▶ The data
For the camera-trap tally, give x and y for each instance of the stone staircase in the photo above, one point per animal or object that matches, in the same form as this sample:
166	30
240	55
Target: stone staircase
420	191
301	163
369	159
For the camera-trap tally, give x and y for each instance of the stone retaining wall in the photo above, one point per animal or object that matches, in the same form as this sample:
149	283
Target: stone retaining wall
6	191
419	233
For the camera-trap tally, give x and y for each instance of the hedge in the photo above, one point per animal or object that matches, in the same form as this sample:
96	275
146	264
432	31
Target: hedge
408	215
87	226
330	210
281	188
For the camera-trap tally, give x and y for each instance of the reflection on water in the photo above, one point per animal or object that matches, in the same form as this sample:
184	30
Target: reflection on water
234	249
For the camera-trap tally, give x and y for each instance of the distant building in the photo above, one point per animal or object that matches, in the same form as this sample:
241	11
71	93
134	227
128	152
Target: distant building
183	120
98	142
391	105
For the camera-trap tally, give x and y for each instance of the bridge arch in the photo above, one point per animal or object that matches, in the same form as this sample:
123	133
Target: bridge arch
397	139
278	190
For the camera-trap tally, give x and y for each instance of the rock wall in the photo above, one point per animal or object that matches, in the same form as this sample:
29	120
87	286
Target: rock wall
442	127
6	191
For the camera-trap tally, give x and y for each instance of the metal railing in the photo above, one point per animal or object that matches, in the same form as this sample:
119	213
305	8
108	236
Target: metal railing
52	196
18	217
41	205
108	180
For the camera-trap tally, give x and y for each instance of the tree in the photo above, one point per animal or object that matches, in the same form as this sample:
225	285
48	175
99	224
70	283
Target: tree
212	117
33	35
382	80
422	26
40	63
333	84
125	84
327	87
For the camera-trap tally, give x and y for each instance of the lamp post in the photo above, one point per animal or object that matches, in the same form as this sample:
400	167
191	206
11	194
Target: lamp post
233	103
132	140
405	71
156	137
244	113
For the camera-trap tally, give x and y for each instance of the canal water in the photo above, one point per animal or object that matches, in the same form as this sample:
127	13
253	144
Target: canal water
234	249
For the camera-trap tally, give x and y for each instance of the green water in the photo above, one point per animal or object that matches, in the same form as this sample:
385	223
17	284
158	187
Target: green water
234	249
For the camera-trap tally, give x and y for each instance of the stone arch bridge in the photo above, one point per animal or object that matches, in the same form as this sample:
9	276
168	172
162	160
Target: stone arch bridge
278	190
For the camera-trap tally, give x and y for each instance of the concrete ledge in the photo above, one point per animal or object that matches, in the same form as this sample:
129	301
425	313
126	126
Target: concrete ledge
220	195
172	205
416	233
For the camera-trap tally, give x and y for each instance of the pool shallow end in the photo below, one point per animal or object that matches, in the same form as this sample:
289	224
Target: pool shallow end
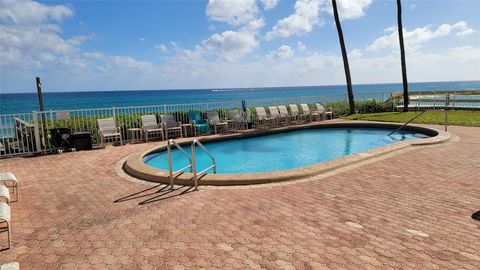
135	166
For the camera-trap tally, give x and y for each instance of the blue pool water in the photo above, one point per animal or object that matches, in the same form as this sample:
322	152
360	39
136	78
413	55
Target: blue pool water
283	151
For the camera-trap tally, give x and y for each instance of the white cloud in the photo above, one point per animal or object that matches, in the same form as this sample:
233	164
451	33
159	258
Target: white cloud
466	32
355	54
21	12
300	46
31	37
162	47
269	4
418	36
283	52
349	9
233	12
231	45
300	22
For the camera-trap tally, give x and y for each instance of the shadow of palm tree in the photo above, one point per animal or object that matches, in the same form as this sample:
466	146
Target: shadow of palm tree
168	194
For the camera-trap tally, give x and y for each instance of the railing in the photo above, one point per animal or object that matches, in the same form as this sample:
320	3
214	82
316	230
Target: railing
170	164
196	174
32	136
406	123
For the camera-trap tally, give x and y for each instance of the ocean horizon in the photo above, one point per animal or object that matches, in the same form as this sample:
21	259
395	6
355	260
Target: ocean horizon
15	103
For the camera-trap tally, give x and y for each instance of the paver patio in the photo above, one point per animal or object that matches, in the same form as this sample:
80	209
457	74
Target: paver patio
410	210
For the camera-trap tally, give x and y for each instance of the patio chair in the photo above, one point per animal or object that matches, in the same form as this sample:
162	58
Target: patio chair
200	125
107	130
9	180
263	118
306	112
170	125
274	112
5	218
282	109
327	113
5	193
237	120
151	126
319	112
296	113
214	120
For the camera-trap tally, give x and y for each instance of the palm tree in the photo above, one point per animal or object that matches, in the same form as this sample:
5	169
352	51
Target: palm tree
351	102
402	55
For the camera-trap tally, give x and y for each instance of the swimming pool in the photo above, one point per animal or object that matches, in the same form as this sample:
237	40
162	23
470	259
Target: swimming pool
284	151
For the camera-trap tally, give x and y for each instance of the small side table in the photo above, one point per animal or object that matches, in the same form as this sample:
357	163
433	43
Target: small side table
184	130
135	135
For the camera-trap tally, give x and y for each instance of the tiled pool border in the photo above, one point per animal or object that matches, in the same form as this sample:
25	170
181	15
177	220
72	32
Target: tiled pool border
135	167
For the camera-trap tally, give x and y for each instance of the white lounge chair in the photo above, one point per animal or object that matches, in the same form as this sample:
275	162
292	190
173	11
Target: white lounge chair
214	120
236	119
282	109
276	114
5	193
107	130
9	180
263	118
151	126
5	218
170	125
306	112
319	112
296	113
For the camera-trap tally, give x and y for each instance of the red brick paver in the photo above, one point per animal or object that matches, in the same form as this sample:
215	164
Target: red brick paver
411	210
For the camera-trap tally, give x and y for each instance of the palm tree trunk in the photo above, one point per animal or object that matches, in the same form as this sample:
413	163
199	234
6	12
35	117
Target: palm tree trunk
351	101
402	55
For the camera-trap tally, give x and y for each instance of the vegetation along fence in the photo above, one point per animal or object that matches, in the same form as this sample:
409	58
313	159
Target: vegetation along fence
28	133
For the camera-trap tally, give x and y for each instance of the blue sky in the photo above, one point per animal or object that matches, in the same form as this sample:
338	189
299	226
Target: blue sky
111	45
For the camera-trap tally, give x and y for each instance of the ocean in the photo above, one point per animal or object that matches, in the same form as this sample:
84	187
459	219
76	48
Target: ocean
12	103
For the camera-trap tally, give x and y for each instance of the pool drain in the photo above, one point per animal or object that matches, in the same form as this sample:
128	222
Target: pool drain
476	215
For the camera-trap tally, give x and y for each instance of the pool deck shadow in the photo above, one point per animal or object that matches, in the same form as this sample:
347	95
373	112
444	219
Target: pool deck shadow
409	209
156	193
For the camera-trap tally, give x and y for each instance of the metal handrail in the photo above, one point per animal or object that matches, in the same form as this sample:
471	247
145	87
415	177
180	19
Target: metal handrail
194	162
406	123
170	165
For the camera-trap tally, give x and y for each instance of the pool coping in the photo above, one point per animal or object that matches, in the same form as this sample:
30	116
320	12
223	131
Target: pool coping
135	167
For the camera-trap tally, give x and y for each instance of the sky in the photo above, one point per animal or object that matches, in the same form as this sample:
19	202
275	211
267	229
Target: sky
127	45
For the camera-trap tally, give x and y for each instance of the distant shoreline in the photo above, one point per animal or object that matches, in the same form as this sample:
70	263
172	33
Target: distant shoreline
238	88
13	103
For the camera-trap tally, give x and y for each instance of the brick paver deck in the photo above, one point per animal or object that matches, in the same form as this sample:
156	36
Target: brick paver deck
411	210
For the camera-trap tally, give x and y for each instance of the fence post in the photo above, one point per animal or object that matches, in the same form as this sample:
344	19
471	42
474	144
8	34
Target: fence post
51	119
36	130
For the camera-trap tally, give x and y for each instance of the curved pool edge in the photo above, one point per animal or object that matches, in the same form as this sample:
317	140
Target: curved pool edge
135	166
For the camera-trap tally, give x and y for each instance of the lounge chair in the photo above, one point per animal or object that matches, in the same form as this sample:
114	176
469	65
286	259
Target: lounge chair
107	130
282	109
263	118
5	218
319	112
5	193
214	120
274	112
151	126
170	125
200	125
237	120
306	112
296	113
9	180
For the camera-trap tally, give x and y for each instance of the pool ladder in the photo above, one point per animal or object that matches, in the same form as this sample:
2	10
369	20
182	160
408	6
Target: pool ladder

▶ What the exercise asks
Provide every line from the material that contains the word "ladder".

▶ Output for this task
For the camera-trap tally, give x and y for each instance of the pool ladder in the photo above, one point per animal or object that matches, in the same form as this sample:
Target: pool ladder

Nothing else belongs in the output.